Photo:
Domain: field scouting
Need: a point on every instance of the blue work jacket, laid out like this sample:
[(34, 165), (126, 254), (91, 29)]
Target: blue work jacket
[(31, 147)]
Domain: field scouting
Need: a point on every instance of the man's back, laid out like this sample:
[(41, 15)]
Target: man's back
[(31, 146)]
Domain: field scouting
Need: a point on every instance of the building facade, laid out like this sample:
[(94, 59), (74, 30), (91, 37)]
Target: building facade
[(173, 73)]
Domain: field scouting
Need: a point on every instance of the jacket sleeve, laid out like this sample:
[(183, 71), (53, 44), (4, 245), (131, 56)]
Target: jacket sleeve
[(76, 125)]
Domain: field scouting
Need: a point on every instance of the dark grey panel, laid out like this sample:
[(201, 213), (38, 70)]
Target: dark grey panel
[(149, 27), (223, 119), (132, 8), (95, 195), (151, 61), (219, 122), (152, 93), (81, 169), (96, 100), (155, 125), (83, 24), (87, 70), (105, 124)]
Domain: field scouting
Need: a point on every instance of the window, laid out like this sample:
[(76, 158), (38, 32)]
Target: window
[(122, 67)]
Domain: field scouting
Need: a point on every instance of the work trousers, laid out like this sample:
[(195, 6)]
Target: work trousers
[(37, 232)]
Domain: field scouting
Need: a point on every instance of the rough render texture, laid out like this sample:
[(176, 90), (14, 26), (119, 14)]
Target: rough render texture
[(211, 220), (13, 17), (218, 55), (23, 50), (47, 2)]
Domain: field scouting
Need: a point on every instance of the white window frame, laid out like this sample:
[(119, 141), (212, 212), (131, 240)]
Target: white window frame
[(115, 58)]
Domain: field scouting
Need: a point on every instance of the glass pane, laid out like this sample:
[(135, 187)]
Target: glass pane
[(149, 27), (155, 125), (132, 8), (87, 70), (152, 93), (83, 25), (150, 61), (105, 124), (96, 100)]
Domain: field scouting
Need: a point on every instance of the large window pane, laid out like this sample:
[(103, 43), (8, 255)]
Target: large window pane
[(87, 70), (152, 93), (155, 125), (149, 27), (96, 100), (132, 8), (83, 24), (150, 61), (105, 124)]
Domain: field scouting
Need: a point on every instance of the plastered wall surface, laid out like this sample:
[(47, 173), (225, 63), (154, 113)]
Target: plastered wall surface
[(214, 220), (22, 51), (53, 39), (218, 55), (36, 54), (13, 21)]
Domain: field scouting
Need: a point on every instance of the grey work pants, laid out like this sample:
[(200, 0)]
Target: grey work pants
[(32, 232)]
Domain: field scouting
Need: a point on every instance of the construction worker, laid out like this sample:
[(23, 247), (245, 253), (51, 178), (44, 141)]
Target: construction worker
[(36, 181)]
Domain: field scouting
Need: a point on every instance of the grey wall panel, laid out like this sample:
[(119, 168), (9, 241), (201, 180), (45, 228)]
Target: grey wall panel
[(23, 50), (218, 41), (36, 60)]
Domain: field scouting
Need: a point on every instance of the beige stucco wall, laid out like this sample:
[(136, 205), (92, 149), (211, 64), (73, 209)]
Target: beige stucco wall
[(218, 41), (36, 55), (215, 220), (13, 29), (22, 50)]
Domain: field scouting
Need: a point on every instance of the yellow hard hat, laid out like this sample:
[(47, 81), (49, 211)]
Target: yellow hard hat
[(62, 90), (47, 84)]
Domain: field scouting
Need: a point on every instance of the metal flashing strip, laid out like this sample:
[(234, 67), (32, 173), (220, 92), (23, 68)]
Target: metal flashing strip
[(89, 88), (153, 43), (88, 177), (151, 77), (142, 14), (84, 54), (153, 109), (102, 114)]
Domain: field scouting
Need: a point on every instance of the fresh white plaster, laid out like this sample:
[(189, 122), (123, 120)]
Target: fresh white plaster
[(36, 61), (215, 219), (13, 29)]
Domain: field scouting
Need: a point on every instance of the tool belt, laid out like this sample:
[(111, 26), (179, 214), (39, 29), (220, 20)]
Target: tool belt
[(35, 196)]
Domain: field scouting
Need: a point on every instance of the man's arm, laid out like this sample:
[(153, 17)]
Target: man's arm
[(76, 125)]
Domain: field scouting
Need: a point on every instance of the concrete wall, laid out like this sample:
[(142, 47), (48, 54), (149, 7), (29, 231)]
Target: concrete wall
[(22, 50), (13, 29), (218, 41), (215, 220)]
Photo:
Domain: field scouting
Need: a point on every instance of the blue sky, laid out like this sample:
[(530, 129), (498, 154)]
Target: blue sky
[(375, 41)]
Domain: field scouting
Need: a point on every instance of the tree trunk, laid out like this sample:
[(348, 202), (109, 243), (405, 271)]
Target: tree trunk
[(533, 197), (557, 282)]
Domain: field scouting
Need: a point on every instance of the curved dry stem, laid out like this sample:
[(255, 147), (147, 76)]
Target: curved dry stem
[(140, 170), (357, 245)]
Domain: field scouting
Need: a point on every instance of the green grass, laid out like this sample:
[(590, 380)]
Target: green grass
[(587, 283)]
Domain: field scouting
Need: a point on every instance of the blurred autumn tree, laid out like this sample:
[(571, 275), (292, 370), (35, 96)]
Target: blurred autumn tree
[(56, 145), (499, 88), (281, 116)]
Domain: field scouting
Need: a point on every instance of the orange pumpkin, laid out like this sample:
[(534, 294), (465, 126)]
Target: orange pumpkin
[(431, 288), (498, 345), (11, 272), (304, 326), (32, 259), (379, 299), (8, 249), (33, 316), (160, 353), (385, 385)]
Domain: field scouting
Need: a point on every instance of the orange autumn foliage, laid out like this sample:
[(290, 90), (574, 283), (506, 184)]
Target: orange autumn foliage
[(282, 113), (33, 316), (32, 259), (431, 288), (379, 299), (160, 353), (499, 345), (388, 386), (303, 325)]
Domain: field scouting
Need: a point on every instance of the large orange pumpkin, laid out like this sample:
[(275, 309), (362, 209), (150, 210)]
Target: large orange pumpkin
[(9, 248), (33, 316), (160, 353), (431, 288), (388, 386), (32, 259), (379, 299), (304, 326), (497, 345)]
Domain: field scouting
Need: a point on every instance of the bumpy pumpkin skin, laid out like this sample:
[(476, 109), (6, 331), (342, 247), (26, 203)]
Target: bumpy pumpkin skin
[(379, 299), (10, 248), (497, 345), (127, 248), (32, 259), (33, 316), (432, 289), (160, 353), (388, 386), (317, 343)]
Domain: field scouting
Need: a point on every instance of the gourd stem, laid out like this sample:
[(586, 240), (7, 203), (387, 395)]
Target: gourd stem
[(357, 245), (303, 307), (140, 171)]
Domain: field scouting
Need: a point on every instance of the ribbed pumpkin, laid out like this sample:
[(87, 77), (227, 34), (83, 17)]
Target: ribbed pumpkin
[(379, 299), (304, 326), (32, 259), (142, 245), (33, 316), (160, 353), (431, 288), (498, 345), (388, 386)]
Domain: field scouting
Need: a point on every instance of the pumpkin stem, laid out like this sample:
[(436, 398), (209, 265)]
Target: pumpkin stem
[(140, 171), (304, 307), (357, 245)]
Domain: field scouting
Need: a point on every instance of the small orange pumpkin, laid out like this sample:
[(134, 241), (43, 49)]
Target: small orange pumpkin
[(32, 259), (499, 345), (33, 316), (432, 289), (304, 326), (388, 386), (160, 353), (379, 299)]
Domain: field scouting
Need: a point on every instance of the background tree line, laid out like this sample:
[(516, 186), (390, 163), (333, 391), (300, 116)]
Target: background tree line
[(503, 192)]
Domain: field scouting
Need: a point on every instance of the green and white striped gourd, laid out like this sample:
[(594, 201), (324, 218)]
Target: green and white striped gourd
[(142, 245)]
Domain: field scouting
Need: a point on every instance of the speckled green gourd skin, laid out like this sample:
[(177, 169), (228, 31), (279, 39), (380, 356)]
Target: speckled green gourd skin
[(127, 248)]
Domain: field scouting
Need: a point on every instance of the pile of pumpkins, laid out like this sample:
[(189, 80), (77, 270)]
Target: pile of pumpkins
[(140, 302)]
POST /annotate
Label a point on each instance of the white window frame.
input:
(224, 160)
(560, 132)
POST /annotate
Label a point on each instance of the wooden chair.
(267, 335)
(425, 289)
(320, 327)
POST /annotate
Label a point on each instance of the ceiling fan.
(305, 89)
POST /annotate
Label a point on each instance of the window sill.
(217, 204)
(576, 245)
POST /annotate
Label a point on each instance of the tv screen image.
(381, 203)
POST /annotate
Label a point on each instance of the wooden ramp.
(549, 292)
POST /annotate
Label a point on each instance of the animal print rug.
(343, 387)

What is being asked - No lines before the one containing "Target: pile of pumpkins" belong in the answer; write out that line and each one after it exactly, through the end of the records.

Task solution -
Target: pile of pumpkins
[(140, 302)]
POST /annotate
Label a point on each instance of the white window frame.
input:
(224, 160)
(560, 132)
POST /annotate
Label a point on each instance of the wooden chair.
(267, 335)
(425, 289)
(320, 327)
POST /annotate
Label a point on each instance of the ceiling fan.
(305, 89)
POST /annotate
Label a point on each instance of the window sill.
(217, 204)
(576, 245)
POST /annotate
Label a point on each instance of the tv screen image.
(381, 203)
POST /annotate
Label a point on each instance of the wooden ramp.
(549, 292)
POST /annotate
Label a point on each instance of the animal print rug.
(343, 387)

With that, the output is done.